I could not stand it any longer.  I was passing through the town of Pryor, Oklahoma and I finally gave in and pulled into a very small service station.  The old fella there was very slowly working on something else.  But he dropped what he was doing and attended to me and my injured Victoria-Lynn.  

"Well son", said the mechanic wiping the sweat from his grease-stained forehead.  "It's a good thing you shutter' down. This car would've blown up any second. Nope, I'm sorry. This is the end of the line for your Dodge."

That's not what he said, but believe it or not, I was worried that it might come to this! This would have actually been a great time for a “me” from the future to suddenly appear and smack me upside the head for being such a dumbass about cars. Fortunately, that did not happen.

He took the left front brake drum off. There were torn twisted chunks of steel inside that I'd been grinding since Joplin, Missouri.  He asked me to hop into his truck and we drove to a Chrysler dealership and found a brake adjuster cable. We went back, and he talked a little.  Me not understanding a damn word this guy was saying.  

Within an hour and a half from the time I stopped, I was on the road again for a mere 11 dollars.  He could have charged me fifty and I would not have questioned it, but this gentleman in Pryor Oklahoma was an honest working man. He restored my vehicle’s good running condition and I was southbound and down on US 69 again. That was how I was first received by the Will Rogers Turnpike. We were good for now, but Will Rogers and I were far from finished.

**SET TASKS**
#1 In the account of the car repair in Pryor, Oklahoma, what part did the mechanic and the narrator find at the Chrysler dealership?
#2 Continue the account of the car repair in Pryor, Oklahoma, picking up after its final sentence.
The rows that follow are drawn from a separate source and are unrelated to the account of the car repair.

**PROVIDED DATA**
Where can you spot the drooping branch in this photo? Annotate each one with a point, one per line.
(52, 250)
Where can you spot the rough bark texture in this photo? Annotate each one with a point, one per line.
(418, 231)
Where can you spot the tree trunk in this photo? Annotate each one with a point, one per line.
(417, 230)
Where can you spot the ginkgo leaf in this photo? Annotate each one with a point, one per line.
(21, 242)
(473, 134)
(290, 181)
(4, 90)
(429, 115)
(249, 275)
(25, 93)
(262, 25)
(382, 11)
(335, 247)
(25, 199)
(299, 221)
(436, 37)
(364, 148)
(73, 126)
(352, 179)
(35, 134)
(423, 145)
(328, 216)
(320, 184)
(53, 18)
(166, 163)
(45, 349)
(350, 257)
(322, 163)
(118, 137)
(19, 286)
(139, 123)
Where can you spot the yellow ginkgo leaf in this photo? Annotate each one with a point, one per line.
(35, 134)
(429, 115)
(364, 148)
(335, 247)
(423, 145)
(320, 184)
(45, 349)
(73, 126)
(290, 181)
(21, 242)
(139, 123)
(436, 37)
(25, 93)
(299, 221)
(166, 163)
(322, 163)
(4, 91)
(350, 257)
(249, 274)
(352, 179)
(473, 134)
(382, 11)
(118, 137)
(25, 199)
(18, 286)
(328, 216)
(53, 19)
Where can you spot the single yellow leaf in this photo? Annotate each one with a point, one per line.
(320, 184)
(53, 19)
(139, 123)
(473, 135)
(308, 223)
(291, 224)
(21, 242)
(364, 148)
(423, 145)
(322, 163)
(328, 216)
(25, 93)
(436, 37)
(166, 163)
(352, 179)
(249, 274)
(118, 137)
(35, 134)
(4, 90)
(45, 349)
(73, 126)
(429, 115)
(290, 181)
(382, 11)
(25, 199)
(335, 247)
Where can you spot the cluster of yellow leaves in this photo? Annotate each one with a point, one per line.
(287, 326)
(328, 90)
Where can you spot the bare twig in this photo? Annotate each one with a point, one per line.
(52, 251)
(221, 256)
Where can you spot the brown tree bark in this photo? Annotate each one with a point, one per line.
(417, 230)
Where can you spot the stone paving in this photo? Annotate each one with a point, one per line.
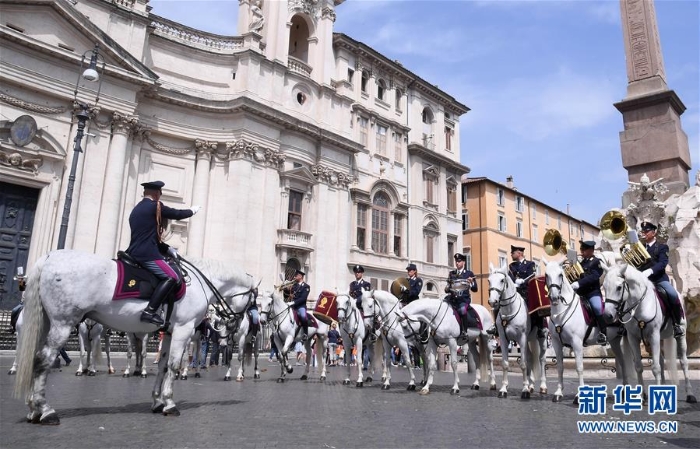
(109, 411)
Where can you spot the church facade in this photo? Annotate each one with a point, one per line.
(306, 148)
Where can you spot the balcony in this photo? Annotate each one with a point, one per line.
(299, 66)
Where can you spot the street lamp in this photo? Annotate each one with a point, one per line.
(92, 75)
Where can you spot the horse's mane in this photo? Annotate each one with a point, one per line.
(223, 271)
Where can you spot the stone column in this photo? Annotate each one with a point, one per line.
(108, 227)
(200, 193)
(653, 140)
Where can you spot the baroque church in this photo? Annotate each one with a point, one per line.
(306, 148)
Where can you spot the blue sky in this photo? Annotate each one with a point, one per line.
(540, 77)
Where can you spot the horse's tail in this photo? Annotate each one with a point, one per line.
(33, 331)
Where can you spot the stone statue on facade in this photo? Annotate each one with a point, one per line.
(258, 20)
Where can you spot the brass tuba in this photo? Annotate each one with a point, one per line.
(554, 244)
(614, 226)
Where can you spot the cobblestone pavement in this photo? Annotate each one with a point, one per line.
(108, 411)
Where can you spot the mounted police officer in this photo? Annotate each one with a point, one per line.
(520, 271)
(655, 270)
(415, 285)
(460, 298)
(359, 285)
(145, 222)
(300, 293)
(588, 286)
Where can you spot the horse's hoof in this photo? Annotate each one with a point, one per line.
(50, 420)
(172, 411)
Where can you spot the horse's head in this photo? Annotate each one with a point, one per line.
(498, 284)
(344, 305)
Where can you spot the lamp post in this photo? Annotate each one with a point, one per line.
(83, 115)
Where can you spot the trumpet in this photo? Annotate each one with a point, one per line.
(614, 227)
(554, 244)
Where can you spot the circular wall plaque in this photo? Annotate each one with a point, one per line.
(23, 130)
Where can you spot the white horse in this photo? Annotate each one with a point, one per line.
(247, 345)
(90, 342)
(440, 316)
(567, 326)
(18, 330)
(353, 329)
(138, 344)
(279, 313)
(513, 324)
(65, 286)
(632, 298)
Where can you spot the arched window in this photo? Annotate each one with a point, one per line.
(380, 223)
(381, 89)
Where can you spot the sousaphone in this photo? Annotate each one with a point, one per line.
(396, 286)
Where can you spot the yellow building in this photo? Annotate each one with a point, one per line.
(496, 216)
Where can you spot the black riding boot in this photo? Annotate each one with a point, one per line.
(162, 291)
(676, 315)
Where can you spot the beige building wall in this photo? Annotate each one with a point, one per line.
(496, 215)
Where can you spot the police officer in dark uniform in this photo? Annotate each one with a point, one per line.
(415, 285)
(588, 286)
(461, 298)
(300, 293)
(145, 222)
(655, 270)
(359, 285)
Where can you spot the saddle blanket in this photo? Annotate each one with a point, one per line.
(138, 283)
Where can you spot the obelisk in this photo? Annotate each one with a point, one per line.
(653, 141)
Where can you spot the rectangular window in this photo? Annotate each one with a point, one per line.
(364, 126)
(519, 203)
(381, 140)
(502, 223)
(500, 197)
(294, 212)
(451, 199)
(397, 235)
(361, 225)
(448, 138)
(398, 147)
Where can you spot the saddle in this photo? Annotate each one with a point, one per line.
(136, 282)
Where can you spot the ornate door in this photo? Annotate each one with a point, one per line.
(17, 209)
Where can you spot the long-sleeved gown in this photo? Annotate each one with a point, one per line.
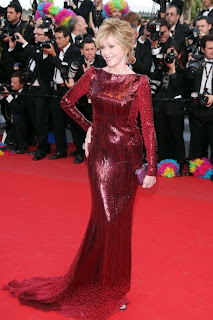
(97, 281)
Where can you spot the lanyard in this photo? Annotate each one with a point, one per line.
(207, 74)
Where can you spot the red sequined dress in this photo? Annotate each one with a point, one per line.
(97, 281)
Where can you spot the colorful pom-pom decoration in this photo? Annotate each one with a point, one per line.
(201, 168)
(168, 168)
(61, 16)
(115, 4)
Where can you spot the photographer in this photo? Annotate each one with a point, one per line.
(201, 111)
(169, 115)
(158, 33)
(13, 24)
(177, 30)
(207, 11)
(142, 60)
(78, 28)
(61, 60)
(39, 74)
(193, 36)
(81, 8)
(16, 115)
(88, 58)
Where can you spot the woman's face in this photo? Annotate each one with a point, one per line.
(113, 52)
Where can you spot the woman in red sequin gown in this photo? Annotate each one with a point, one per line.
(97, 281)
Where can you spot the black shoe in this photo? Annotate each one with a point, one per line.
(79, 159)
(58, 155)
(39, 156)
(32, 153)
(180, 173)
(73, 154)
(188, 174)
(21, 150)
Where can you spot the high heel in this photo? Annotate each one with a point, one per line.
(124, 306)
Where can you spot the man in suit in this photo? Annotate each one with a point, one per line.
(207, 11)
(159, 46)
(88, 58)
(78, 28)
(16, 108)
(81, 8)
(61, 59)
(142, 60)
(41, 70)
(201, 124)
(14, 24)
(177, 30)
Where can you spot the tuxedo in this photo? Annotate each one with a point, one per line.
(85, 8)
(59, 117)
(17, 108)
(179, 34)
(201, 128)
(169, 116)
(39, 104)
(7, 59)
(83, 105)
(143, 57)
(209, 15)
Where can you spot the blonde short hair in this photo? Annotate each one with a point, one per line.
(121, 31)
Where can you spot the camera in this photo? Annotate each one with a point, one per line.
(193, 69)
(45, 44)
(78, 40)
(192, 34)
(203, 99)
(28, 77)
(154, 29)
(73, 69)
(47, 21)
(170, 57)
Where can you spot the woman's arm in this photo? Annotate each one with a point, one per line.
(147, 122)
(68, 101)
(91, 23)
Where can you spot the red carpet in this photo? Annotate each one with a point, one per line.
(45, 207)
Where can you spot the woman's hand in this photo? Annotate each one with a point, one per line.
(88, 141)
(149, 181)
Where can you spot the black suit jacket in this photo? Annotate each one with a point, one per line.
(176, 87)
(19, 104)
(84, 10)
(210, 16)
(43, 69)
(143, 57)
(99, 62)
(179, 35)
(72, 54)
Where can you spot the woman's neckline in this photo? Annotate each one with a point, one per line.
(118, 74)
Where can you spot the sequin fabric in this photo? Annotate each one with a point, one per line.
(97, 281)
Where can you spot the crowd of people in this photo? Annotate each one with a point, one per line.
(42, 61)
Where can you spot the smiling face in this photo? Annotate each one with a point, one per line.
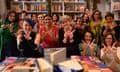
(26, 26)
(108, 40)
(11, 17)
(88, 37)
(48, 20)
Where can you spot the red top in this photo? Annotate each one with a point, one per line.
(49, 39)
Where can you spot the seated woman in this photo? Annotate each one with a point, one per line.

**TASK-BY-TASK RESULTS**
#1 A brake adjuster cable.

#2
Monday, July 3, 2023

1984 Chapter 7: 2279 Part 4 -Attention Klingon Commander

I woke up at 10:40 AM and I was not happy.   I showered very quickly and vacated the room feeling rushed and not ready to move on yet. The sun was harsh the day was turning out to be a hot one. What day was it even? Tuesday.  In one way they all feel the same now and in other ways they are complete opposites of other days.  One thing is for sure, Tuesdays never felt like this.

There was a desire in me to take it in today and my rush from the motel room did not accommodate that.  East St Louis Illinois was down the road today.  It would be just before I crossed the Mississippi River into St Louis Missouri.  I could find a waterfront park or something and take pictures of the Gateway from across the river.  This plan made me feel better.  It was going to be a good day.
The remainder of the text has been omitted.